— Given problem 1 —
In the sermon excerpt, what does Peter say believers are being built up into?
— Given problem 2 —
Rewrite the sermon excerpt between "Not only that, we" and "a few questions.", inclusive, substituting "coming months" for "coming weeks".
— Given problem 3 —
Extend the sermon excerpt on identity in Christ, picking up after its final sentence.

— Reading text —
::::::::::
I think this means, brothers and sisters, that when we read these passages in light of the New Testament, we need to see that we also have a new identity, our new identity in Christ. We are called out to be the city of God, to be the people of God, a royal priesthood, a kingdom of priests for God.
Not only that, we also have access to God. In fact, Peter says in that same chapter that we are being “built up into a spiritual house, to be a holy priesthood, to offer spiritual sacrifices acceptable to God through Jesus Christ.”
We’re going to talk more about the profound implications of all of this in coming weeks, but today just ask yourself a few questions.
When you think about yourself, is this how you define yourself? Is this the identity that you think of? A lot of us, when we think about our identity the first thing we think about is perhaps our gender, or maybe we think about our nationality or we think about our ethnic background. We think about our family of origin, or maybe we think about our profession, what we do for a living. We might think about how much money we make and which socio-economic bracket we are a part of. We might think in terms of our education, we think in terms of our relationships, our hobbies, or our accomplishments. We define ourselves in all these different kinds of ways.
But listen, if you are a part of the people of God, your identity is not mainly defined by any of those things, it’s defined by the fact that you have been set apart for God. You belong to him! You’re in relationship to him, and you are called to be a part of this kingdom of priests, this chosen people, this nation of God, this holy people of God, the city of God on earth.
::::::::::
— Provided records —
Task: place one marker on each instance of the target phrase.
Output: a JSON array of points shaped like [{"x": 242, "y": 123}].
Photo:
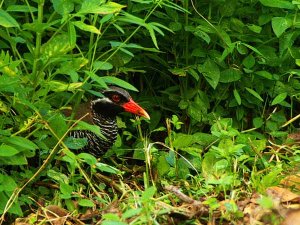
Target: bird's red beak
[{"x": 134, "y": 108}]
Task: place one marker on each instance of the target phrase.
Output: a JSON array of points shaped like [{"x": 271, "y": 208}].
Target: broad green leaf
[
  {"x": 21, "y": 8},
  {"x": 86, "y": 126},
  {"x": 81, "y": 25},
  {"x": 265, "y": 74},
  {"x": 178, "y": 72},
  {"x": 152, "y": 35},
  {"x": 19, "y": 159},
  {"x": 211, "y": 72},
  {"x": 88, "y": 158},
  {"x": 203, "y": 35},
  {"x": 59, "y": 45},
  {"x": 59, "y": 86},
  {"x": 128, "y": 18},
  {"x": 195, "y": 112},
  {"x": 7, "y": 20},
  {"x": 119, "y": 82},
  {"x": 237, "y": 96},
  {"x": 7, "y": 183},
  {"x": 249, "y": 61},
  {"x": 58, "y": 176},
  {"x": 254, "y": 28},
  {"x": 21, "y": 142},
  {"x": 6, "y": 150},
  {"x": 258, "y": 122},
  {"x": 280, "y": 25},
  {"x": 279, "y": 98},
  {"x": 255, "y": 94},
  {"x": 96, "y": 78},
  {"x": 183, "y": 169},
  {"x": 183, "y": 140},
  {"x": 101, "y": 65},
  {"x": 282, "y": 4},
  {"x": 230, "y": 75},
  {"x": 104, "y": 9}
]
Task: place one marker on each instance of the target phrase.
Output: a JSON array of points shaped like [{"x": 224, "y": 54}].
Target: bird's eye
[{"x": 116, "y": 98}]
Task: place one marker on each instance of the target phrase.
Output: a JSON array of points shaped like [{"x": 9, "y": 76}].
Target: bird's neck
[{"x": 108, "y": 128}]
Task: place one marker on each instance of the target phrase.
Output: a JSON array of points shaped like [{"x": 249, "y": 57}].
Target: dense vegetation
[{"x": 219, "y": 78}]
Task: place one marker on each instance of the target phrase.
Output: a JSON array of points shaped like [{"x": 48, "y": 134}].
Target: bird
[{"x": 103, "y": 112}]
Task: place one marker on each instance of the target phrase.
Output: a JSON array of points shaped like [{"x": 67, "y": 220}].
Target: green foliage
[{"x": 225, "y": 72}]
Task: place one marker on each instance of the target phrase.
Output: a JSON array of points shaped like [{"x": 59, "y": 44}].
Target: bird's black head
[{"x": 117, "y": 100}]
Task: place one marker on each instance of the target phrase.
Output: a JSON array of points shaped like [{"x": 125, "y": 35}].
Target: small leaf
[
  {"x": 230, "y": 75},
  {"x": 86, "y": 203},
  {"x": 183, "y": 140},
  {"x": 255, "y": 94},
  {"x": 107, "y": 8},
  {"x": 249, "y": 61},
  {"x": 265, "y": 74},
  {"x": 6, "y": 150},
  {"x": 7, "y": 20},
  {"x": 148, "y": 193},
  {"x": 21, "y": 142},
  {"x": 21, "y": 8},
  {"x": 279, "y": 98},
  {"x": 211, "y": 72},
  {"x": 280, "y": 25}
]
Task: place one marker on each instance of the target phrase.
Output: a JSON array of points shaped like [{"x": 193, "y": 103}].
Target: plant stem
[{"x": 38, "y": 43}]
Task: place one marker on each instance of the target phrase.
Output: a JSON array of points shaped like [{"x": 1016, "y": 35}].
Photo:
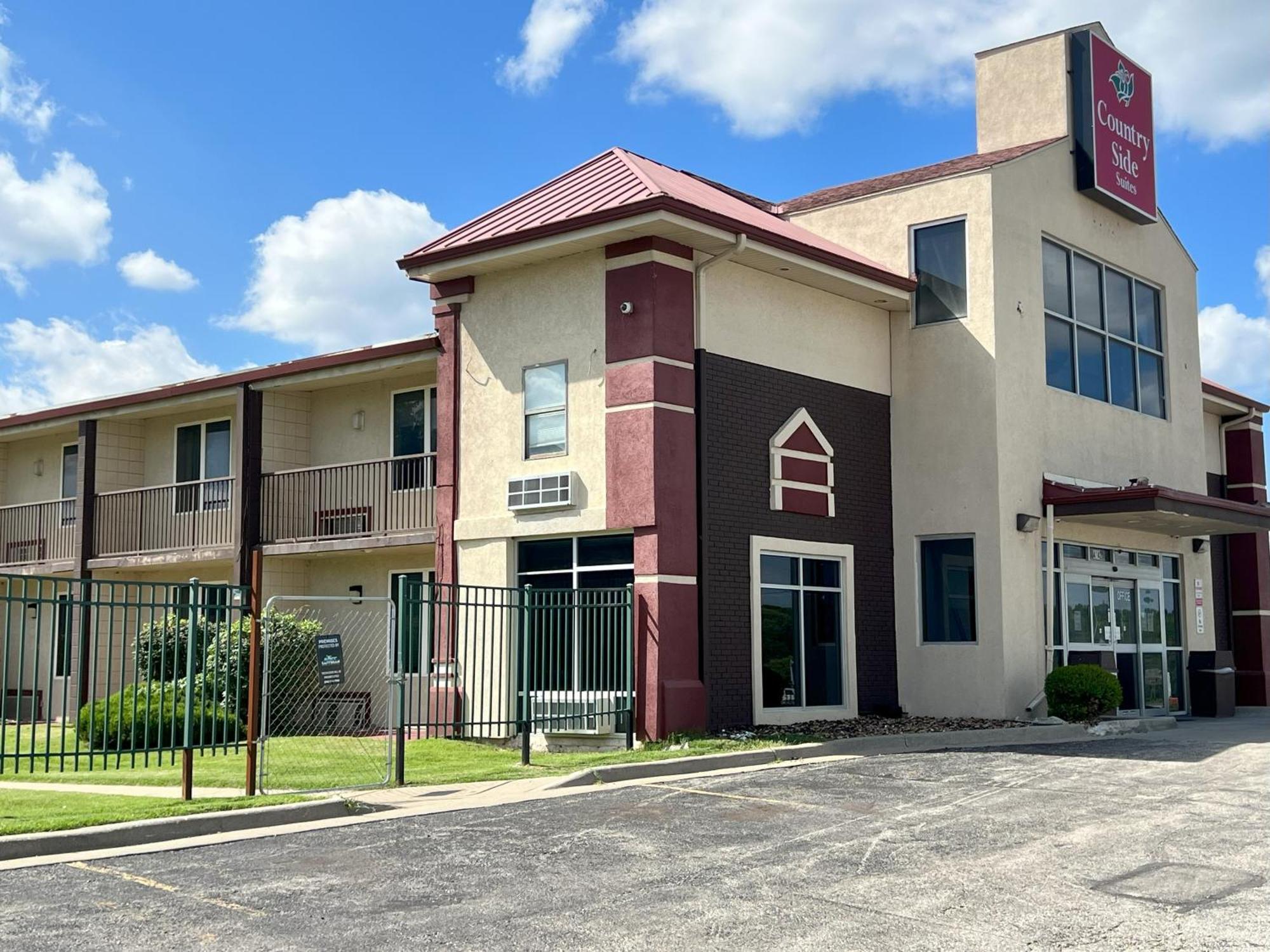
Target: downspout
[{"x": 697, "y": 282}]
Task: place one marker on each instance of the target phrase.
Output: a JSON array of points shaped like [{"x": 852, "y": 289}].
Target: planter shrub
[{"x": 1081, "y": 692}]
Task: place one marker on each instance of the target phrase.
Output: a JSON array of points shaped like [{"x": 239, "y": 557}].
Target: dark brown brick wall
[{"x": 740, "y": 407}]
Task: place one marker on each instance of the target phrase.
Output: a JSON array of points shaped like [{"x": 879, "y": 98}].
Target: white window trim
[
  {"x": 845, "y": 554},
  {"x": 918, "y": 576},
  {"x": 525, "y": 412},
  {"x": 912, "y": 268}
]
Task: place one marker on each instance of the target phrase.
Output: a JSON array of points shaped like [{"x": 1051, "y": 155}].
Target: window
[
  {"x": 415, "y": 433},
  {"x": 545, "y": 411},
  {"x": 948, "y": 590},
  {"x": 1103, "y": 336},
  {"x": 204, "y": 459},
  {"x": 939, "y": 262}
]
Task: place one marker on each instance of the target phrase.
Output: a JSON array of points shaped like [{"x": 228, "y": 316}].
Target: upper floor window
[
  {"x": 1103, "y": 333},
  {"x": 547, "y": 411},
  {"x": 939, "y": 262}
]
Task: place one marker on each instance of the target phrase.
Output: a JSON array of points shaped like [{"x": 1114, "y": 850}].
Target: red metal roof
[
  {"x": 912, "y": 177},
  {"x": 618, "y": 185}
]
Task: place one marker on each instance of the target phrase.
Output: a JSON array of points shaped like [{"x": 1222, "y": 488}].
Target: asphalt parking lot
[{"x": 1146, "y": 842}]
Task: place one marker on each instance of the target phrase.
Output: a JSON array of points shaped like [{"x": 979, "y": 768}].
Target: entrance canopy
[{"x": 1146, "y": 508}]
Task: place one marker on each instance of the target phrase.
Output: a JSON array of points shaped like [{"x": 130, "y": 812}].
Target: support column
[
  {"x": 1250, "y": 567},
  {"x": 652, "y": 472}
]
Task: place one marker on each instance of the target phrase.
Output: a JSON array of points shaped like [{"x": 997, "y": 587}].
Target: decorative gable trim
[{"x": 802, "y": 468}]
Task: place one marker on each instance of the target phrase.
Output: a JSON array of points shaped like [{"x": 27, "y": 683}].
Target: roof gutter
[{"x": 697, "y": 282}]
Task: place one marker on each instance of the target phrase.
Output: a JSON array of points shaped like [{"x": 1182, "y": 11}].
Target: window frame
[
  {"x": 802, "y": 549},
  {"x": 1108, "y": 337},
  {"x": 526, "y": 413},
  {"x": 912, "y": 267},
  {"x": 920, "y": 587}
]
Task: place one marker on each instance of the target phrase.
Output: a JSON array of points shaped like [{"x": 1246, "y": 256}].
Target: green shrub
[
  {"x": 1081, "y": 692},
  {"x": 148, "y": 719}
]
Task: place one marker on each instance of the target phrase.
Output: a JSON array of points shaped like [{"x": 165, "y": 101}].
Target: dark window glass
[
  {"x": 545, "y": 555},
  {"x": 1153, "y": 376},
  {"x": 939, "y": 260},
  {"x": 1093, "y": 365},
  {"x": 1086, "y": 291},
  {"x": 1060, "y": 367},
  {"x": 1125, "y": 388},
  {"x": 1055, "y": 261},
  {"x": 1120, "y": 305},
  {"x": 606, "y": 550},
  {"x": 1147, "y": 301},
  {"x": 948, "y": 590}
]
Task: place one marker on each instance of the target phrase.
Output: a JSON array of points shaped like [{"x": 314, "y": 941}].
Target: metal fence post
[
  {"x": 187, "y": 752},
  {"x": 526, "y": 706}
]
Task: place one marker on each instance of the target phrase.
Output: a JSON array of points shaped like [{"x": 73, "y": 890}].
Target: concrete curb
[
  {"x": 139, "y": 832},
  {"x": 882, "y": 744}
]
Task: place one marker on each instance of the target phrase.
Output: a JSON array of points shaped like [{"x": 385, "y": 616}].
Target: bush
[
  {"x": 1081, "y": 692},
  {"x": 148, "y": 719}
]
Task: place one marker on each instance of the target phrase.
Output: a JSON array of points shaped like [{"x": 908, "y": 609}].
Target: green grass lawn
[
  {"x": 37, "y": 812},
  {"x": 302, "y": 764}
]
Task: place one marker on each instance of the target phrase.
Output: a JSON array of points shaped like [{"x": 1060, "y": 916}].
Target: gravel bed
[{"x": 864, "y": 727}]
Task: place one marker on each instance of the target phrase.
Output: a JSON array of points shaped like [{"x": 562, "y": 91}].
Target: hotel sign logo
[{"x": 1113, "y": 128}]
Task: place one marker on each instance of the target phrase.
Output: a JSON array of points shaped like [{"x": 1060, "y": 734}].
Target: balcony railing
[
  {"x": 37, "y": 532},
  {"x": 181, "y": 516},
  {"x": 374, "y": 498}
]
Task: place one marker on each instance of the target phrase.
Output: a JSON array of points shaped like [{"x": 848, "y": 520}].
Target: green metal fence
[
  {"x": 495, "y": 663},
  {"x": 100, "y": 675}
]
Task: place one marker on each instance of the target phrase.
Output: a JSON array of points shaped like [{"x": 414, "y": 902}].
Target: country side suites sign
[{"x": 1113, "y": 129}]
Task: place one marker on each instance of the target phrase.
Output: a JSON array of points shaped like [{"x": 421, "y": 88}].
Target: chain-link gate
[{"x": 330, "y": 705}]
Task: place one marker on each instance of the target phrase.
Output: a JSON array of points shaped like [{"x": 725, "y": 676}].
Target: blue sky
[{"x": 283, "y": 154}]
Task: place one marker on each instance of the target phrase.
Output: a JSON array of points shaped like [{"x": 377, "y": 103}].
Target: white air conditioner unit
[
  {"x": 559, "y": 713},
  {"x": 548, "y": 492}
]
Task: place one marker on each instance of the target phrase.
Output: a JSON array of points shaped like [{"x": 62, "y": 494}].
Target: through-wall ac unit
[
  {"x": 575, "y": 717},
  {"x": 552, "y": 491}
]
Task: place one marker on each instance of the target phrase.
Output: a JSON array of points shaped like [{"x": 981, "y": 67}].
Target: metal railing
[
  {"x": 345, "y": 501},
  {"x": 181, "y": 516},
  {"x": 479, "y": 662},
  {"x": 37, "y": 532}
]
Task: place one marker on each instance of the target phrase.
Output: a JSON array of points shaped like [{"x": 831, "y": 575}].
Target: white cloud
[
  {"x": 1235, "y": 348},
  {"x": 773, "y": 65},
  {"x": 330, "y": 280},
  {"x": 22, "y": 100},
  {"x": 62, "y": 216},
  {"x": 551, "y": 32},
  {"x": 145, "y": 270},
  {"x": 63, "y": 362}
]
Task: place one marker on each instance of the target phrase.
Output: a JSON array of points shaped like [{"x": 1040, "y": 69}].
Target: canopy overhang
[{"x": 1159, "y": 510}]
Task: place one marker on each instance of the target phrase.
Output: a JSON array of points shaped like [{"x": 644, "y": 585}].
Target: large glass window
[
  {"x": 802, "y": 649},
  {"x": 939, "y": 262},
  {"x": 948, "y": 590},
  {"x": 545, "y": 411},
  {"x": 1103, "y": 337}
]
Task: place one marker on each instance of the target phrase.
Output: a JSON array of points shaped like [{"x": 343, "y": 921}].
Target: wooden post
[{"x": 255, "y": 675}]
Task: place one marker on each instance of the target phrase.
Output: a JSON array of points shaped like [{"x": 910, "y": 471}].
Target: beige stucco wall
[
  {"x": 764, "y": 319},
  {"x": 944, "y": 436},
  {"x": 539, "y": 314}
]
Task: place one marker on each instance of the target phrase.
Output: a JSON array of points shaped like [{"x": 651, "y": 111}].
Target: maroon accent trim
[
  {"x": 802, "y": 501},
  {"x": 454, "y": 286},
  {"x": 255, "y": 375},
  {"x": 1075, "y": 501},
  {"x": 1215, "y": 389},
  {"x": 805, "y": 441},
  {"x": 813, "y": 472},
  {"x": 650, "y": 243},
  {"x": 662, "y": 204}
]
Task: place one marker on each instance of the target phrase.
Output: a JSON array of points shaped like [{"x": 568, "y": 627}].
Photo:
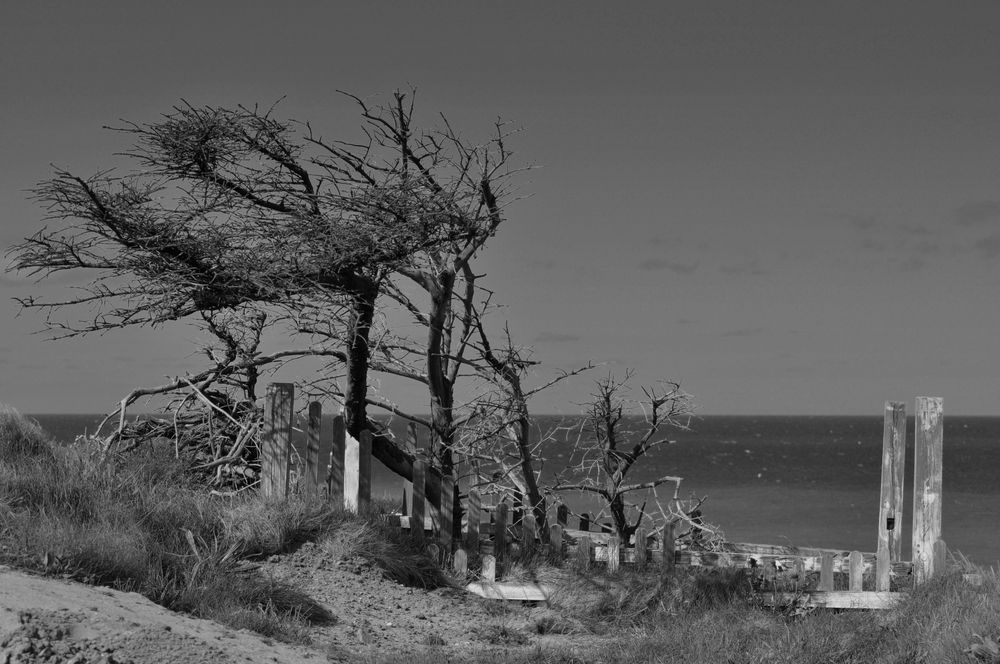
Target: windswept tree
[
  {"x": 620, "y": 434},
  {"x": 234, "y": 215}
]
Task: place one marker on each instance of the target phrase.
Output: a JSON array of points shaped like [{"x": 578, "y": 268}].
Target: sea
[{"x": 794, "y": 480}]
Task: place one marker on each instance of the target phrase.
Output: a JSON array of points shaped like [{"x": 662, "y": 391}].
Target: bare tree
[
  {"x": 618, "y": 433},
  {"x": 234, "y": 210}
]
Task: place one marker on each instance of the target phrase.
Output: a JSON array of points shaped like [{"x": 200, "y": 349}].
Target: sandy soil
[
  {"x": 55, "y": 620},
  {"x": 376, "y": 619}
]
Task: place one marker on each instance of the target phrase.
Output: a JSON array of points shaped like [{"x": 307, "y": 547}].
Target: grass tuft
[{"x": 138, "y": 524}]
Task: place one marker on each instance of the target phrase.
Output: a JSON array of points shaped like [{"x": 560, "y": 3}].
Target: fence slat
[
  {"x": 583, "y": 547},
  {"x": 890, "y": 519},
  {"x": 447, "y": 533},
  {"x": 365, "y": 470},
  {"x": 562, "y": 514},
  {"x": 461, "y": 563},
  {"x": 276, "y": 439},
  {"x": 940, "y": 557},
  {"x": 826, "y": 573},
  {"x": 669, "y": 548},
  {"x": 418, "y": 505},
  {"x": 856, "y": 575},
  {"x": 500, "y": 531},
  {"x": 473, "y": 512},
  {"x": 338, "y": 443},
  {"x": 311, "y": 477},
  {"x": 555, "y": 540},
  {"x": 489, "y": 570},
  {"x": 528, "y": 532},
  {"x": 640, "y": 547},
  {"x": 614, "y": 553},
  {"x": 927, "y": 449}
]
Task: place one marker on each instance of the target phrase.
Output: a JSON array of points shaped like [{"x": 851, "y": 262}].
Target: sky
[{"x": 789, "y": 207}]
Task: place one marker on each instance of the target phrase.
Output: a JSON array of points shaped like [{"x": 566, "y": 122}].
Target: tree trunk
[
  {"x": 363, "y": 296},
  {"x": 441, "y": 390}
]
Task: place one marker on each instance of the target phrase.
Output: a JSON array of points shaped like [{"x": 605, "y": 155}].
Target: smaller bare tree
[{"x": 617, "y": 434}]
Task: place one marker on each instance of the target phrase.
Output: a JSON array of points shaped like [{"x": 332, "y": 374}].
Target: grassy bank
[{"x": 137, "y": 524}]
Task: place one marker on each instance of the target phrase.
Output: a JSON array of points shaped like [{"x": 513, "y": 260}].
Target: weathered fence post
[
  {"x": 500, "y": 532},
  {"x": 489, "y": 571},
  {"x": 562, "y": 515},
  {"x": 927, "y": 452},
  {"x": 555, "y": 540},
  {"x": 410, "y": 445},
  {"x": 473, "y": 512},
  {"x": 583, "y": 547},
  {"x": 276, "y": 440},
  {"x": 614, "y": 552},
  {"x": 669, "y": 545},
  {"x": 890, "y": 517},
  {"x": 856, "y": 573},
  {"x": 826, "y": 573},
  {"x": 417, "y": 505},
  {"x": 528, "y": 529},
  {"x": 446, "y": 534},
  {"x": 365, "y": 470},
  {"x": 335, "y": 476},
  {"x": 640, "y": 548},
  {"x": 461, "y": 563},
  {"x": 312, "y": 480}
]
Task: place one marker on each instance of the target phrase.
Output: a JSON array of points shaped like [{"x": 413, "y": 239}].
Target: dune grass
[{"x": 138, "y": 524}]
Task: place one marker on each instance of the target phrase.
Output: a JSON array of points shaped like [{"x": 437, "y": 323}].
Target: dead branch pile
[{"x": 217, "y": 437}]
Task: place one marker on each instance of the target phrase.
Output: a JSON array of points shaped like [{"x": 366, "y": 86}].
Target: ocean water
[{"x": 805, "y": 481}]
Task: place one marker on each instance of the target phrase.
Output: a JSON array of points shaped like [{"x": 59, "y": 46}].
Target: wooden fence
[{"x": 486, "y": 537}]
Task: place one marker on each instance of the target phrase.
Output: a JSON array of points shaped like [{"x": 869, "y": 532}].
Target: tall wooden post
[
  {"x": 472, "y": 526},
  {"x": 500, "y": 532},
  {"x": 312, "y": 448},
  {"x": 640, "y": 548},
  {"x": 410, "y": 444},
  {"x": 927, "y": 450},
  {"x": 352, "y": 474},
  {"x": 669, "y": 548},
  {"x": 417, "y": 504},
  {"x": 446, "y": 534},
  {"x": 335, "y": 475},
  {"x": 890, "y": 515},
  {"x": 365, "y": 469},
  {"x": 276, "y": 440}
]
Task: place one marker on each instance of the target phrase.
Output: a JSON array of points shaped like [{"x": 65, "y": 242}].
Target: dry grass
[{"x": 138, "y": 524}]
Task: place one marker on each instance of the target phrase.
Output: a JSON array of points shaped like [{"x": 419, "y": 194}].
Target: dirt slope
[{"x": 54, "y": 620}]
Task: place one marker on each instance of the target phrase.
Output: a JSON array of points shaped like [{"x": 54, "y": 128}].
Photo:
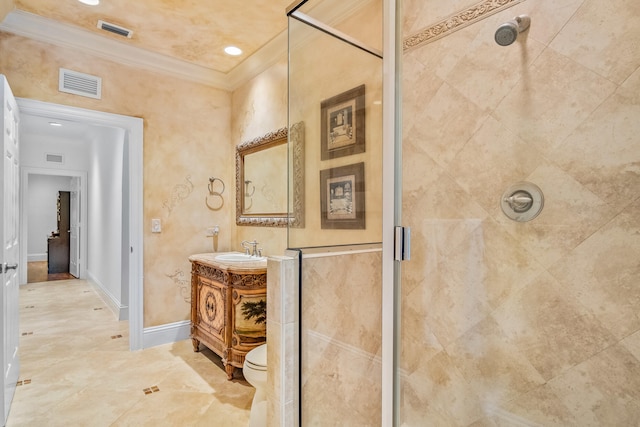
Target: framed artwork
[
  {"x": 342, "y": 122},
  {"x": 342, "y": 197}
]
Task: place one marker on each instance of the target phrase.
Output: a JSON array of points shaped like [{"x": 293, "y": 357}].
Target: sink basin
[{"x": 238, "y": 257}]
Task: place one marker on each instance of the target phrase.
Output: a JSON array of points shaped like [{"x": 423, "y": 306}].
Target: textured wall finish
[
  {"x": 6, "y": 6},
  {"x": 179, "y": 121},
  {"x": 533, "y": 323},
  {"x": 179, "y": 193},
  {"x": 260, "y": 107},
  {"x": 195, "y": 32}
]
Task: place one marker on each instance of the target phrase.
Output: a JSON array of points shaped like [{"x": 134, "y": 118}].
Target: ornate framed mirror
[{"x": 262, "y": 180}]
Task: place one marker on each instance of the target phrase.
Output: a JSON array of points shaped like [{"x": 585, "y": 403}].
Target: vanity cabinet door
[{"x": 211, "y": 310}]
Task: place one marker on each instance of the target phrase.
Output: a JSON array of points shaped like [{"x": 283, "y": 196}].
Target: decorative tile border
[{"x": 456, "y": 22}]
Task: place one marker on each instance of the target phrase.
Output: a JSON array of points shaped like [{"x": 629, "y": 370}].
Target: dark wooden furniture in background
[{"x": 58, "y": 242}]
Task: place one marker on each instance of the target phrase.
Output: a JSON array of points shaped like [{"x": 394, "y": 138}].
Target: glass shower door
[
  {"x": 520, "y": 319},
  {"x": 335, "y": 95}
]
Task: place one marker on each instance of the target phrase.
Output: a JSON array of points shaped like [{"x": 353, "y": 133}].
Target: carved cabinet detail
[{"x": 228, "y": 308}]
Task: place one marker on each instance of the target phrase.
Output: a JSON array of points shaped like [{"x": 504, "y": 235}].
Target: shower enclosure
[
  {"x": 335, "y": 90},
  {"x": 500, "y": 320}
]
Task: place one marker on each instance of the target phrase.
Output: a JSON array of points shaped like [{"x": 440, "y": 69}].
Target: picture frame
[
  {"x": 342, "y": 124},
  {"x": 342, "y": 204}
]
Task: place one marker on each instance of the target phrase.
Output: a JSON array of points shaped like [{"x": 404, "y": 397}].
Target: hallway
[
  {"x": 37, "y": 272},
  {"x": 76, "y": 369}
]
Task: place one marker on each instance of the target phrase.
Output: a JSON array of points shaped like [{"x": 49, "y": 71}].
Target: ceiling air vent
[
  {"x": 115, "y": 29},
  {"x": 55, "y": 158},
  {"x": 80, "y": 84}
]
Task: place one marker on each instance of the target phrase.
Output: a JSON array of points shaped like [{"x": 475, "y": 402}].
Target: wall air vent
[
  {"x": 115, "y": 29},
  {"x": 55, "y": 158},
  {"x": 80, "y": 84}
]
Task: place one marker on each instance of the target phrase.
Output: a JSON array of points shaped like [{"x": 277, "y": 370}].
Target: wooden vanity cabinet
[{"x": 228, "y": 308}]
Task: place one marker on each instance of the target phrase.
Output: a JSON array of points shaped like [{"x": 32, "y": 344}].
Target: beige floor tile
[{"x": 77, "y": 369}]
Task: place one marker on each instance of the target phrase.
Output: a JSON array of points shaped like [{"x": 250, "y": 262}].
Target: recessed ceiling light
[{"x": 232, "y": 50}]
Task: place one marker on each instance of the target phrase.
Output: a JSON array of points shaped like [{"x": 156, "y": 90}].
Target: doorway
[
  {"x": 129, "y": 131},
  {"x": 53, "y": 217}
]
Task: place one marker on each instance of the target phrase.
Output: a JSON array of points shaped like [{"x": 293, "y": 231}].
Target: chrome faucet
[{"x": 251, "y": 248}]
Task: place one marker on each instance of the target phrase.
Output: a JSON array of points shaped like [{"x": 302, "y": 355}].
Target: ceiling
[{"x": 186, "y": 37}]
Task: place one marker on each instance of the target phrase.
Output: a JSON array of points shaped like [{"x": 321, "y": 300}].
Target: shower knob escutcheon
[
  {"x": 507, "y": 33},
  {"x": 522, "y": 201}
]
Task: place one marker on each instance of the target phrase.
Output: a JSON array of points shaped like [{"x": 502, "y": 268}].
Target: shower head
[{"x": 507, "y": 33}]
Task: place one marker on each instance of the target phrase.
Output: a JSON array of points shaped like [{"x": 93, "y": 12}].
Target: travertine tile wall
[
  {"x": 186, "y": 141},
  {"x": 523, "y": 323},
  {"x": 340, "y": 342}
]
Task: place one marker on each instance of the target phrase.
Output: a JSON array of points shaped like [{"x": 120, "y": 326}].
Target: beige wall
::::::::::
— Answer 1 —
A spiritual house, to be a holy priesthood.

— Answer 2 —
Not only that, we also have access to God. In fact, Peter says in that same chapter that we are being “built up into a spiritual house, to be a holy priesthood, to offer spiritual sacrifices acceptable to God through Jesus Christ.”
We’re going to talk more about the profound implications of all of this in coming months, but today just ask yourself a few questions.

— Answer 3 —
Do you think about yourself in those ways? Do you see yourself as belonging not to yourself but belonging to him? If you do, does that shape the way you live in the world, so that you see yourself as an ambassador for Jesus Christ on earth?
Brother and sister, do you understand what it means to have access to God? That you have the privilege of coming before the very throne of God. You and I don’t come with priests and sacrifices, because Jesus Christ is the sacrifice, the one final sacrifice offered once and for all. He is our High Priest, and that means that week after week when we gather in here for worship on the Lord’s Day, we come in the name of Jesus Christ, by virtue of what he has done, through his work as our mediator, as our priest, as our representative. We come into the presence of God and we have access, we can be in the very presence of the God of the universe!
Not only that, but in the quietness and the privacy of your own room, when you get on your knees to pray, you can be in the presence of God himself. Do you know that privilege? Have you enjoyed that access to God’s presence, worshiping him and knowing him? Does that shape your daily life, your daily interaction with God? This is part of what it means to be the people of God—a new identity and access into his presence.
2. The Book of the Covenant
The second thing we see in this passage is what we might call the book of the covenant. In fact, that phrase is used in verse 7, and it really has to do with the substance of this covenant that God made with his people Israel. Look at verses 3 and 4. “Moses came and told the people all the words of the Lord and all the rules. And all the people answered with one voice and said, ‘All the words that the Lord has spoken we will do.’ And Moses wrote down all the words of the Lord.”
And then in verse 7 we read that he took the book of the covenant, he read it in the hearing of the people, and they say, “All that the Lord has spoken we will do, and we will be obedient.” So they are committing themselves to obedience to God, but obedience to something very specific, to what is called here the book of the covenant.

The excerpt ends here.